__BRIEF__: Down to the final line, print the records below exactly and without pictures.

__EXCERPTED RECORDS__:
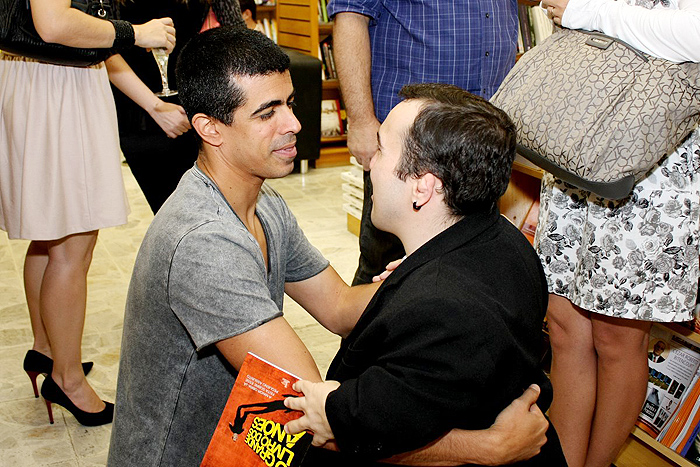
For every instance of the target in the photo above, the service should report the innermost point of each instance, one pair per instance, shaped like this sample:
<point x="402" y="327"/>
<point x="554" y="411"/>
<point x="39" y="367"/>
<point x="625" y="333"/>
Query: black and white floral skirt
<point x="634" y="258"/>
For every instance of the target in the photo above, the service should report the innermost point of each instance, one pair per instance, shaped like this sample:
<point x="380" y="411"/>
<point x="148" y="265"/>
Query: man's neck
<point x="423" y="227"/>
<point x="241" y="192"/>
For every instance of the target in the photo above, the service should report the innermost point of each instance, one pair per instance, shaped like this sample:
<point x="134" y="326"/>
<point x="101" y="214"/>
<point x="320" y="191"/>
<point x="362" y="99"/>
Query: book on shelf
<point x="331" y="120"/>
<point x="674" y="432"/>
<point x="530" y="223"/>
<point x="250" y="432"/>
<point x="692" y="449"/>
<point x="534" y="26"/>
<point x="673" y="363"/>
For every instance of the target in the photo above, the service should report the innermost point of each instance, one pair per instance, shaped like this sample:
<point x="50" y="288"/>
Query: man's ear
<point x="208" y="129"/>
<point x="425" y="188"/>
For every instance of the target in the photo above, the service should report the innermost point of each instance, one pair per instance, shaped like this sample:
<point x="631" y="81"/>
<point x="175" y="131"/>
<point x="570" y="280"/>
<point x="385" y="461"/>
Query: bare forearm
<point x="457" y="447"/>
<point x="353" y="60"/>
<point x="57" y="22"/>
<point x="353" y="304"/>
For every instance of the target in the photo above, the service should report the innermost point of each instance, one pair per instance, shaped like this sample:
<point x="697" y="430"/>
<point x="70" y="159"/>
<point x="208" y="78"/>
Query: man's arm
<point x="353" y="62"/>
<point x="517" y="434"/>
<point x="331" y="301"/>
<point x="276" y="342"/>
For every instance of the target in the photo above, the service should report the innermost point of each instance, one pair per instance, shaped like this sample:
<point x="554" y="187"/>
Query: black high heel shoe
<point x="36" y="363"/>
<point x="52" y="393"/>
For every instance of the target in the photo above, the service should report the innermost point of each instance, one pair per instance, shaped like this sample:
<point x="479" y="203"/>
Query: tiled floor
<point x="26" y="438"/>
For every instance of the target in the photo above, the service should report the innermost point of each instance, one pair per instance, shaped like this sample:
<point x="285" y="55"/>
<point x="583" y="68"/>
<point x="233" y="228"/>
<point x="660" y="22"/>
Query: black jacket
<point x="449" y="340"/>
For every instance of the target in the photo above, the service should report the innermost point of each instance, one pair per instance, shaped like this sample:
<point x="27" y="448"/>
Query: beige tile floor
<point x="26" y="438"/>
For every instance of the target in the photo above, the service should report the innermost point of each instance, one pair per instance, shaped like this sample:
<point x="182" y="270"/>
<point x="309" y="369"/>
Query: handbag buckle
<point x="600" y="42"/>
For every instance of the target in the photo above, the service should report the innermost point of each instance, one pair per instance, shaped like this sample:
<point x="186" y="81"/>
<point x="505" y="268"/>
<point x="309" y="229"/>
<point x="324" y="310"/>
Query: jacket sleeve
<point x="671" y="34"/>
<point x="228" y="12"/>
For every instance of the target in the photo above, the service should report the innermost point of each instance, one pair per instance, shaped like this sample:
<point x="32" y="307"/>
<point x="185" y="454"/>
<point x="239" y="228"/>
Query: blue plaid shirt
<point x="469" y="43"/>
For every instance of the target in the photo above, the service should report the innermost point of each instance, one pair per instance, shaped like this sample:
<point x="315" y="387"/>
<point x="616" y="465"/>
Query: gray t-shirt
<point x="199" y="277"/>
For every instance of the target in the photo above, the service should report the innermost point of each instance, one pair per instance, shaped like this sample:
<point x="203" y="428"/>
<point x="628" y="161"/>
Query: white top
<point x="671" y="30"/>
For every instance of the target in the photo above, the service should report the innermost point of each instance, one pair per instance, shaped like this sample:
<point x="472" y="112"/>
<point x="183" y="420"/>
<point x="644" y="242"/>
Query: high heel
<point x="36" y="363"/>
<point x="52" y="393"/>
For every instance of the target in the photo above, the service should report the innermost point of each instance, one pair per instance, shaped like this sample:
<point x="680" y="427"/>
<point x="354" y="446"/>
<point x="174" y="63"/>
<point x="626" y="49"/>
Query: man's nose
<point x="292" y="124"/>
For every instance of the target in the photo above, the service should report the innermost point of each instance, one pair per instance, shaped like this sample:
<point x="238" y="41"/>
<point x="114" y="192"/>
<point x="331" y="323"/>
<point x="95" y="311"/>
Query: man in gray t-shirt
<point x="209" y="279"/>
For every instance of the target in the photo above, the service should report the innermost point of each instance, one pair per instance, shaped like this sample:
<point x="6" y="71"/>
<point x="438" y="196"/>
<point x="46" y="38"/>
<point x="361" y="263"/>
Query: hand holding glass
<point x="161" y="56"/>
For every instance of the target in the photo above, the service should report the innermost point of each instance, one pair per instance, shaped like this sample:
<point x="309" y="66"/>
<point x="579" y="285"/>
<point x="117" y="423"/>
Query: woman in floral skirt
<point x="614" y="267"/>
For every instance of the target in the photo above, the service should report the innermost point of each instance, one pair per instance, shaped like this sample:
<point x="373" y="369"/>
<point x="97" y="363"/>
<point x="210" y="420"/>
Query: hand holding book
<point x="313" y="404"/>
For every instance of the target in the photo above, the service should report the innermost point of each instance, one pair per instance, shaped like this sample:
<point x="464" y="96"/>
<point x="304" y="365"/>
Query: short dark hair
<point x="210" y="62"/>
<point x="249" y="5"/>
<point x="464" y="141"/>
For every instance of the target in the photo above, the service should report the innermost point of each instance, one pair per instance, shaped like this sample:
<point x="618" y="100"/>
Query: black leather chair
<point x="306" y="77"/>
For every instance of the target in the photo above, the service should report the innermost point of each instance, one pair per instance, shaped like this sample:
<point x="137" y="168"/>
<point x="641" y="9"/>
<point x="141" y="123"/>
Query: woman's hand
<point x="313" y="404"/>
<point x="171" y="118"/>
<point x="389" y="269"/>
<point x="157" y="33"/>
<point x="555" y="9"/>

__WORKED SOLUTION__:
For every instance of the target in the photo above, the service should report the innermost point of each instance, one pair per instance, shaped like this sample:
<point x="402" y="327"/>
<point x="554" y="411"/>
<point x="39" y="367"/>
<point x="625" y="333"/>
Query: black and white floral skirt
<point x="634" y="258"/>
For every instance of the target in the photo above, the service should report the innermost point of each instance, one pair per instance, shaped like this sample:
<point x="380" y="411"/>
<point x="148" y="265"/>
Query: man's neck
<point x="423" y="227"/>
<point x="241" y="192"/>
For every instance of the target in the photo above, the service should report the innermost point of each instance, one pair per instance, shaped like this sample:
<point x="134" y="326"/>
<point x="101" y="214"/>
<point x="320" y="191"/>
<point x="362" y="99"/>
Query: book on shelf
<point x="331" y="120"/>
<point x="674" y="432"/>
<point x="530" y="223"/>
<point x="250" y="432"/>
<point x="692" y="449"/>
<point x="534" y="26"/>
<point x="673" y="363"/>
For every instance of the target in the photo above, the service should report the innermost point of each instance, one pair per instance, shaped like this sample:
<point x="50" y="288"/>
Query: man's ear
<point x="208" y="129"/>
<point x="425" y="188"/>
For every instance of the target in the photo above, the service should report the innermost point of each instance, one pair per instance, shaped like this sample:
<point x="631" y="81"/>
<point x="175" y="131"/>
<point x="570" y="280"/>
<point x="385" y="461"/>
Query: bare forearm
<point x="457" y="447"/>
<point x="353" y="60"/>
<point x="57" y="22"/>
<point x="353" y="304"/>
For every instance of the target in the photo above, the service should report the innermost point of each instance, one pair per instance, shaped like this sample:
<point x="697" y="430"/>
<point x="70" y="159"/>
<point x="208" y="78"/>
Query: man's arm
<point x="353" y="62"/>
<point x="517" y="434"/>
<point x="331" y="301"/>
<point x="276" y="342"/>
For every instance of the target in the photo above, the service should report the innermost point of each instance, one pair per instance, shaped like this sample:
<point x="554" y="187"/>
Query: black high heel shoe
<point x="36" y="363"/>
<point x="52" y="393"/>
For every instance of the target in the photo above, the service should report the innermost point of each instance, one pair per instance, shaped like this sample:
<point x="479" y="203"/>
Query: tiled floor
<point x="26" y="438"/>
For every instance of the target in the photo above, the service should report the innermost point of each instance, one pair per instance, shaped like this sample:
<point x="285" y="55"/>
<point x="583" y="68"/>
<point x="233" y="228"/>
<point x="660" y="22"/>
Query: black jacket
<point x="449" y="340"/>
For every instance of the target in the photo above, the service should report the innermost point of each instance, one pair per instance, shaped like this sample:
<point x="27" y="448"/>
Query: beige tile floor
<point x="26" y="438"/>
For every instance of the target in the photo above, the service should report the innermost point of each instance, one pair per instance, shaped like this sample:
<point x="182" y="270"/>
<point x="309" y="369"/>
Query: handbag buckle
<point x="600" y="42"/>
For every instance of the target in the photo above, the service should report the innermost point of each instance, one pair per instance, shaped like this sample:
<point x="186" y="81"/>
<point x="505" y="268"/>
<point x="309" y="229"/>
<point x="324" y="310"/>
Query: jacket sleeve
<point x="671" y="34"/>
<point x="228" y="12"/>
For every instance of the target in the photo above, the service should report the innermost point of each instance, one pair per instance, shaped like this sample:
<point x="32" y="307"/>
<point x="185" y="454"/>
<point x="239" y="228"/>
Query: blue plaid shirt
<point x="469" y="43"/>
For every instance of the target in the photo above, the service should report the innermost point of each instance, one pair per instance, shaped like this sample:
<point x="315" y="387"/>
<point x="616" y="465"/>
Query: gray t-shirt
<point x="199" y="277"/>
For every instance of the target in the photo above, the service should report the innermost point of each instance, one pair per instance, shaped like this sample:
<point x="203" y="428"/>
<point x="628" y="161"/>
Query: white top
<point x="671" y="30"/>
For every instance of the target in the photo above, the service should report the innermost point of each instance, one pair per instance, shaped like this sample:
<point x="472" y="112"/>
<point x="183" y="420"/>
<point x="644" y="242"/>
Query: high heel
<point x="36" y="363"/>
<point x="52" y="393"/>
For every instance of the target in the photo above, the service should report the innermost point of each instance, one pair per instance, shaped like this sample:
<point x="680" y="427"/>
<point x="354" y="446"/>
<point x="174" y="63"/>
<point x="626" y="49"/>
Query: man's nose
<point x="292" y="124"/>
For every instance of the target in the photo above, the service should report the innermost point of each instance, one pair per instance, shaped like this sample:
<point x="238" y="41"/>
<point x="114" y="192"/>
<point x="331" y="323"/>
<point x="95" y="311"/>
Query: man in gray t-shirt
<point x="209" y="279"/>
For every instance of the target in the photo above, the service should report the innermost point of each instance, one pair per instance, shaped like this sample:
<point x="6" y="71"/>
<point x="438" y="196"/>
<point x="46" y="38"/>
<point x="361" y="263"/>
Query: hand holding glass
<point x="161" y="56"/>
For every instance of the target in the photo above, the service should report the innermost point of each instance, one pair per instance, shaped like this sample:
<point x="309" y="66"/>
<point x="579" y="285"/>
<point x="117" y="423"/>
Query: woman in floral skirt
<point x="614" y="267"/>
For every instance of the target in the photo above, the service should report the innermost point of each instance, one pair per instance, shaped like this sample:
<point x="373" y="369"/>
<point x="97" y="363"/>
<point x="210" y="420"/>
Query: hand holding book
<point x="313" y="404"/>
For every instance of the target in the photo above, the service should report the innermost point of each instance, one pair per instance, shaped like this sample:
<point x="464" y="96"/>
<point x="304" y="365"/>
Query: short dark hair
<point x="210" y="62"/>
<point x="249" y="5"/>
<point x="464" y="141"/>
For every instance of the target in the photo above, the service should report the innermost point of each instance, one pair per instance, shaped like this sample:
<point x="618" y="100"/>
Query: black leather chair
<point x="306" y="77"/>
For every instance of the target in the photo above, the service should report the innermost point of each instance, one pair per instance, shaped like this sample:
<point x="137" y="168"/>
<point x="641" y="9"/>
<point x="141" y="123"/>
Query: woman's hand
<point x="313" y="404"/>
<point x="171" y="118"/>
<point x="389" y="269"/>
<point x="157" y="33"/>
<point x="555" y="9"/>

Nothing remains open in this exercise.